Maori should grab this chance
By John Armstrong
4:00 AM Thursday Apr 1, 2010
National's long-awaited prescription for healing that weeping political sore otherwise known as the foreshore and seabed should be grabbed with both hands by the Maori Party.
It will not get a better deal than the one outlined in the discussion document released by Attorney-General Chris Finlayson yesterday. National has stretched beyond the normal limits of its flexibility to come up with a lasting solution.
After battling in typically implacable and uncompromising fashion for seven long years, Tariana Turia was consequently able to claim a first victory in the form of official acknowledgement from National that the hated Foreshore and Seabed Act will be repealed.
But that was never in doubt. It is what replaces that law that matters.
Turia was consequently far more circumspect when it came to responding to the detail of Government's preferred alternative.
That was to be expected. The Maori Party will want to be seen to be pushing hard to the very end to extract as much as it can from National.
Satisfying the Maori Party is the price National is forced to pay to keep the parliamentary votes of Turia and her colleagues on confidence motions.
It thus suits the Maori Party to keep bargaining for as long as it can - not least because Labour's legislating of the foreshore and seabed into Crown ownership was the party's genesis and therefore a major factor in maintaining its unity and purpose.CCID: 31685
The arrival (finally) of Finlayson's discussion document heralds Decision Day for the party, however. It can no longer cling to the foreshore and seabed like some kind of comfort blanket.
It is now or never - or, at least, not for a long time to come.
That means swallowing National's intention to make the the foreshore and seabed a "public domain" which no one owns, something which sticks in the craw of Maori who insist ownership of the foreshore and seabed is their inalienable right.
The concept of "public domain" is not new to this debate, despite this Government's attempt to portray it as such. But it is an idea whose time may have arrived. It is a non-threatening and neutral-sounding compromise to Pakeha ears; its name implying the sort of place you go to walk your dog. It thus meets National's bottom-line of beach access for all.
Adopting it gives National leeway to be more concessionary to the Maori side of the argument, not least in advancing the concept of "customary title" by lowering the threshold for recognition of the customary rights claimed by some coastal iwi.

§ **Work instruction 1**
Based on the foreshore and seabed column, decide whether each statement agrees with it. Answer yes or no for each and quote the words from the column that decide it.
(a) The discussion document was released by Attorney-General Chris Finlayson.
(b) The concept of "public domain" is new to the foreshore and seabed debate.
(c) Tariana Turia battled over the issue for ten years.
§ **Work instruction 2**
According to the foreshore and seabed column, what bottom-line of National's does the "public domain" concept meet?
§ **Work instruction 3**
List every political party named in the foreshore and seabed column.

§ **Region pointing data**
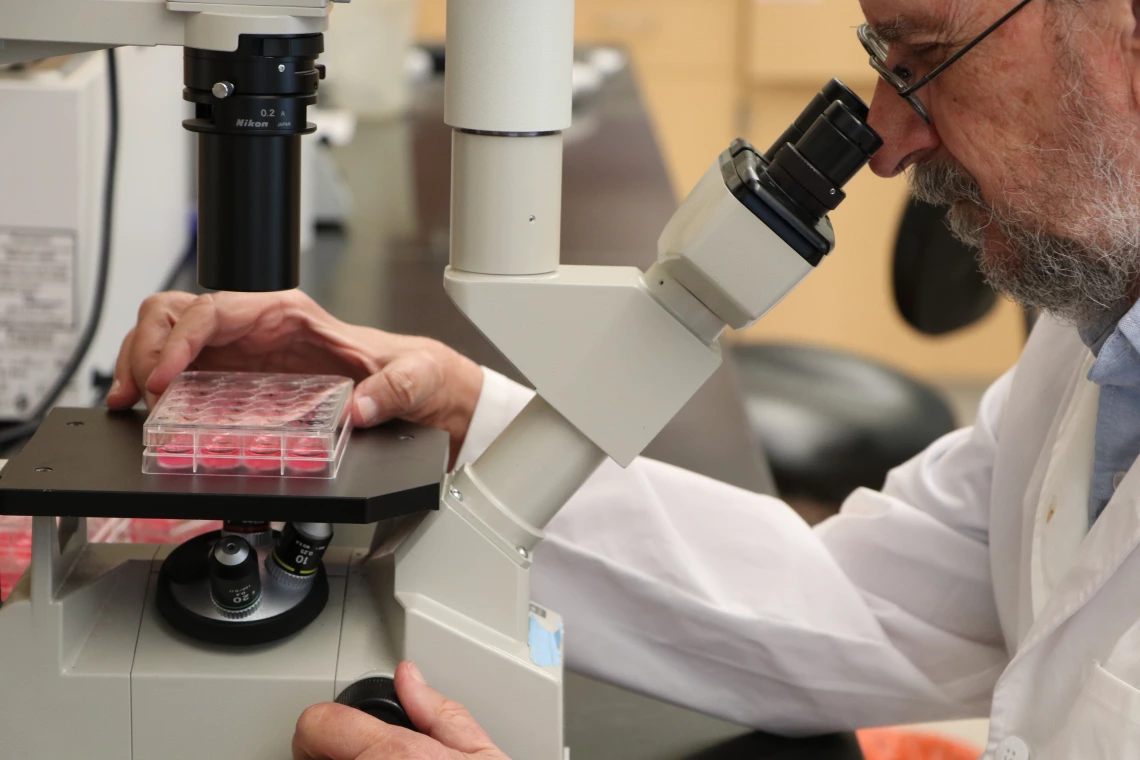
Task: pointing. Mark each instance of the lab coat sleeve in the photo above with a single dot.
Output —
(726, 602)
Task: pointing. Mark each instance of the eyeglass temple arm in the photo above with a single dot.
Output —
(946, 64)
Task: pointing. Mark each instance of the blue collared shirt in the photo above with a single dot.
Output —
(1115, 341)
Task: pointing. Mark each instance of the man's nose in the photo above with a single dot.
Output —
(906, 139)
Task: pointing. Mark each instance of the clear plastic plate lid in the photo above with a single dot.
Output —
(250, 424)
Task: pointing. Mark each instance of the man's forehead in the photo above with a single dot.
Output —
(901, 19)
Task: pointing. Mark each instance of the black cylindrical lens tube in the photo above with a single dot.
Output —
(235, 577)
(250, 116)
(833, 91)
(838, 145)
(249, 212)
(299, 549)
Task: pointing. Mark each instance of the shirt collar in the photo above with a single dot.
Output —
(1115, 341)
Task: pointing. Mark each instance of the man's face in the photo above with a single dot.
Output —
(1032, 141)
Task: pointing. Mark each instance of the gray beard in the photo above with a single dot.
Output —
(1068, 245)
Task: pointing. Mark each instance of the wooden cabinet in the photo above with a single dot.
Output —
(689, 74)
(798, 42)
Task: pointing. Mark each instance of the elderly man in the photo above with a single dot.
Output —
(994, 575)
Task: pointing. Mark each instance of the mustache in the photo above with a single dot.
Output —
(944, 184)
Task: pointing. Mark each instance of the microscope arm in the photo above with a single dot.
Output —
(612, 352)
(40, 29)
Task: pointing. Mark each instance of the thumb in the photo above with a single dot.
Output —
(445, 720)
(402, 386)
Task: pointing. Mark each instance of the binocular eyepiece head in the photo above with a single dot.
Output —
(823, 149)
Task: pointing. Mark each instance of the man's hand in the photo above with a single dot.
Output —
(413, 378)
(333, 732)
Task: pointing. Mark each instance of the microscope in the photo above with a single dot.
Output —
(115, 651)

§ **Answer box 1**
(a) Yes: "the discussion document released by Attorney-General Chris Finlayson yesterday"
(b) No: "The concept of "public domain" is not new to this debate"
(c) No: "After battling in typically implacable and uncompromising fashion for seven long years"

§ **Answer box 2**
Beach access for all.

§ **Answer box 3**
National, the Maori Party, Labour